Do this:
Rewrite the records below, replacing "hood of jacket" with "sleeve of jacket" and leaving all other text unchanged.
** begin **
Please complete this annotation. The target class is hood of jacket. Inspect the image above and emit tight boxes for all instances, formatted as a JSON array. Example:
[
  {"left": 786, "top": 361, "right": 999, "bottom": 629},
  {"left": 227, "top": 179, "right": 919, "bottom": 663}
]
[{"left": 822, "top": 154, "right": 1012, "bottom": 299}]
** end **
Output of the exercise:
Please complete this annotation. The target class is sleeve of jacket. Inspect the image above and emit tight boxes for all instances, formatted as a JSON array. Example:
[
  {"left": 786, "top": 361, "right": 999, "bottom": 629},
  {"left": 227, "top": 179, "right": 919, "bottom": 663}
]
[{"left": 822, "top": 154, "right": 1012, "bottom": 299}]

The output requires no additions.